Given instruction
Leaving the pictures aside, transcribe every line below exactly.
★ ★ ★ ★ ★ ★ ★
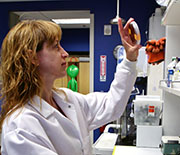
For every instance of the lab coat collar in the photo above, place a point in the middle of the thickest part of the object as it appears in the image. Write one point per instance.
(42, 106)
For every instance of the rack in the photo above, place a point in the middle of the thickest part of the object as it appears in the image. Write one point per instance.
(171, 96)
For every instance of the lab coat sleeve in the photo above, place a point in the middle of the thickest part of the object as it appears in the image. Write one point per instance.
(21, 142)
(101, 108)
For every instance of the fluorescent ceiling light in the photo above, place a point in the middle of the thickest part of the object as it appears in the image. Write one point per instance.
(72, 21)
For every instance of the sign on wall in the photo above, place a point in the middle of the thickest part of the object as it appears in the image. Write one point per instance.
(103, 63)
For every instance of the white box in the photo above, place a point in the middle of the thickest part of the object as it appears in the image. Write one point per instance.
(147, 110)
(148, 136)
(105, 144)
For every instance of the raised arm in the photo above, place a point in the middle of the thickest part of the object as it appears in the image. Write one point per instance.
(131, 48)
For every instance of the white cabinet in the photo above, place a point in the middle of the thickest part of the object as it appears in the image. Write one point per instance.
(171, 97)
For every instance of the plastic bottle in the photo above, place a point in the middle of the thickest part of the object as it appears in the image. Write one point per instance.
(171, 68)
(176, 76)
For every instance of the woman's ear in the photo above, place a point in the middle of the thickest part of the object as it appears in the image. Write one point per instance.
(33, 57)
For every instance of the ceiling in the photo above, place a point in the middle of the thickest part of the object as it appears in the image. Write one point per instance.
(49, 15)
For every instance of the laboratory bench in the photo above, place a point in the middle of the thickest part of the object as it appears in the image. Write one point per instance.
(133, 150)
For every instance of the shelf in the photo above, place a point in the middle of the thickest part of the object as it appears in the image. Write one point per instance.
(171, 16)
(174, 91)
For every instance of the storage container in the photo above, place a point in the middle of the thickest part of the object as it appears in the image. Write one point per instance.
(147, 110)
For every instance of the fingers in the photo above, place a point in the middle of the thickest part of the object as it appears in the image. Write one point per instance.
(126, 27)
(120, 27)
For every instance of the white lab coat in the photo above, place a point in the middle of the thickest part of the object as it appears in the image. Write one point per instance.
★ ★ ★ ★ ★ ★ ★
The output
For every instance of the lab coat collar in the photo above, place a point in the middle of the thickest part of the object as it appears in the image. Write one point per instance.
(42, 106)
For every instance of the rack in the photo above, place a point in the middle of the thickest part of the object as it appears in the image. Write one point per instance.
(171, 96)
For every instance of the lab coat sleeve in the photo above, place a point in the middle of the thickest part of the object as it appears in the image. Write one point per instance.
(21, 142)
(101, 108)
For every instance of the fluorescent ceiling light in the photo above, place a point in the middle of the thickest part of the object as it appears in the image. Write one point per instance.
(72, 21)
For every instance of the sign on wall in the photo above, place a point in the middle of the thickest part of the object as it appears in the image. Write one point per instance.
(103, 63)
For every instance of the white box in the photo above, place a point in the middle of the thickest part of the object as it appears in the image. Write one point per instance.
(147, 110)
(148, 136)
(105, 144)
For every instance of the raised arm in the photo above, place a point in the middle of the thickest part of the object as it appears in the image. Write one point per instance.
(131, 48)
For every instance of the white cabinet in the photo above, place a point in the middle of the thickest part of the object as it appears in the image. Write one point per instance.
(171, 97)
For every instance of the plastic bottle in the photo above, place a point in the middle of the thickest part of the object as it appears in the image. Write one point per instance.
(171, 68)
(176, 76)
For every instance of the woman's ear in the photo above, place a point in the middle of the thickest part of the object as it appears in the image. Write one point per instance.
(33, 57)
For every instance of the ceiling in the photo above, place a point in the middle of the thickest part of the object as it appears in the image. Write one point per instance.
(49, 15)
For every instance of the laboratory bench in the photo above, place a point in the middle of the thickest part of the object as it appears in the image. Write one point per instance.
(133, 150)
For every instance of the shelf in the photo above, place a point in the middle of the thickest part of the object as it appears in the image. Write one point per instance.
(171, 16)
(174, 91)
For every instance of the storage container in the photo above, place a point in the middle of the thickest part of the object as it appears in the image. Write one point per instance.
(147, 110)
For every instance of the fingers in the photo above, place a point in the middle of the thickest part of the object as it appears in the image. Write one point per instance.
(126, 27)
(120, 27)
For every instance of the white lab coat in the photo above, place a point in the middle of the thickest part of the object as it appears in the image. Write one point per instance.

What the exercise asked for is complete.